• **WHAT THE EXERCISE ASKS**
Every entry needs to be reproduced exactly.

• **SUPPLIED INFORMATION**
────────────────────────────────────────
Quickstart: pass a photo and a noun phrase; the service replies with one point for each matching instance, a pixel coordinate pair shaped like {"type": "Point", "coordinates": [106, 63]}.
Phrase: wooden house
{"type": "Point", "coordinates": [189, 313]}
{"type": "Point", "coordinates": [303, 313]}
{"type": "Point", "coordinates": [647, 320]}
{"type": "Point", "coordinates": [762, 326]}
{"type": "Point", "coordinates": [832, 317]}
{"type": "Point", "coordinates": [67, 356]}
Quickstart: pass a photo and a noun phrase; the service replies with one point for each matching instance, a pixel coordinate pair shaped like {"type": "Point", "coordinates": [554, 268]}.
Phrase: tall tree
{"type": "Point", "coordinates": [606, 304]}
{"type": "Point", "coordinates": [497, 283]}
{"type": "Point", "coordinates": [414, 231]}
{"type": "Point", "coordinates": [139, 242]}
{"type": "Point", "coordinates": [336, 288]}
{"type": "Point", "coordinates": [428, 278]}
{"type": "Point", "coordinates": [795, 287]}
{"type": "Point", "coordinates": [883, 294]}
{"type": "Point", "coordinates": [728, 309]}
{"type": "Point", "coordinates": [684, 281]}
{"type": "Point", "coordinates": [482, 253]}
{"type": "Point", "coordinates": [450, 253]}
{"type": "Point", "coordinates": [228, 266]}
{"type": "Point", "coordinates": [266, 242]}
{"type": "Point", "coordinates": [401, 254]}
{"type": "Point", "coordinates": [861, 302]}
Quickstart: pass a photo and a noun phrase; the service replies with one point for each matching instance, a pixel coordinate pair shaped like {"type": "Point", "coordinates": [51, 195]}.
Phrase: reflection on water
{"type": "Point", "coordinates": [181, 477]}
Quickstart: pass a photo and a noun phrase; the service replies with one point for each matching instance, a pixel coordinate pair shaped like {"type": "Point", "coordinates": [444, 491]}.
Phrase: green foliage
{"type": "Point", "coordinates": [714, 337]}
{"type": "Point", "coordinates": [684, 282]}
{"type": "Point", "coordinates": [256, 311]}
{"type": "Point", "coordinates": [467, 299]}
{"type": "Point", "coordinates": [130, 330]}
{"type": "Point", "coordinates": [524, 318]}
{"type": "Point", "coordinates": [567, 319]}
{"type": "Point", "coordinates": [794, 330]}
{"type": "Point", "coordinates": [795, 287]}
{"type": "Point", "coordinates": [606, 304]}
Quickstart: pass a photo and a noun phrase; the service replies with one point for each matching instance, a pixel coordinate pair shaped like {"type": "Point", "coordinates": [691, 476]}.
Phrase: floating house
────────────────────────────────────────
• **WRITTEN SOLUTION**
Quickstart: pass a photo and a noun phrase; the service replies with one point for each matching instance, a pixel coordinate pair shaped like {"type": "Point", "coordinates": [106, 63]}.
Phrase: wooden house
{"type": "Point", "coordinates": [189, 313]}
{"type": "Point", "coordinates": [303, 313]}
{"type": "Point", "coordinates": [647, 320]}
{"type": "Point", "coordinates": [762, 326]}
{"type": "Point", "coordinates": [832, 317]}
{"type": "Point", "coordinates": [67, 356]}
Quickstart: pass a photo and a noun phrase; the service replies with one point for each matching instance, a pixel coordinate pair shaped like {"type": "Point", "coordinates": [554, 268]}.
Phrase: tall tree
{"type": "Point", "coordinates": [606, 304]}
{"type": "Point", "coordinates": [497, 283]}
{"type": "Point", "coordinates": [414, 231]}
{"type": "Point", "coordinates": [139, 242]}
{"type": "Point", "coordinates": [336, 288]}
{"type": "Point", "coordinates": [428, 278]}
{"type": "Point", "coordinates": [795, 287]}
{"type": "Point", "coordinates": [883, 294]}
{"type": "Point", "coordinates": [728, 309]}
{"type": "Point", "coordinates": [684, 281]}
{"type": "Point", "coordinates": [482, 253]}
{"type": "Point", "coordinates": [450, 253]}
{"type": "Point", "coordinates": [228, 266]}
{"type": "Point", "coordinates": [266, 242]}
{"type": "Point", "coordinates": [401, 254]}
{"type": "Point", "coordinates": [861, 302]}
Quickstart: pass a photo and a noun phrase; the service replies with one point for each matching instance, a pixel coordinate pair shaped like {"type": "Point", "coordinates": [51, 195]}.
Phrase: reflection on water
{"type": "Point", "coordinates": [181, 477]}
Quickstart: pass a photo and a noun phrase; the service replies with one point for each matching instance, a pixel coordinate pair shaped like {"type": "Point", "coordinates": [444, 491]}.
Phrase: green foliage
{"type": "Point", "coordinates": [714, 337]}
{"type": "Point", "coordinates": [684, 282]}
{"type": "Point", "coordinates": [256, 311]}
{"type": "Point", "coordinates": [467, 299]}
{"type": "Point", "coordinates": [130, 330]}
{"type": "Point", "coordinates": [524, 318]}
{"type": "Point", "coordinates": [567, 319]}
{"type": "Point", "coordinates": [794, 330]}
{"type": "Point", "coordinates": [795, 287]}
{"type": "Point", "coordinates": [606, 304]}
Quickstart: pass a photo and a noun phrase; the service replies with one point for each matching instance, a pixel coordinate pair shaped like {"type": "Point", "coordinates": [691, 476]}.
Phrase: floating house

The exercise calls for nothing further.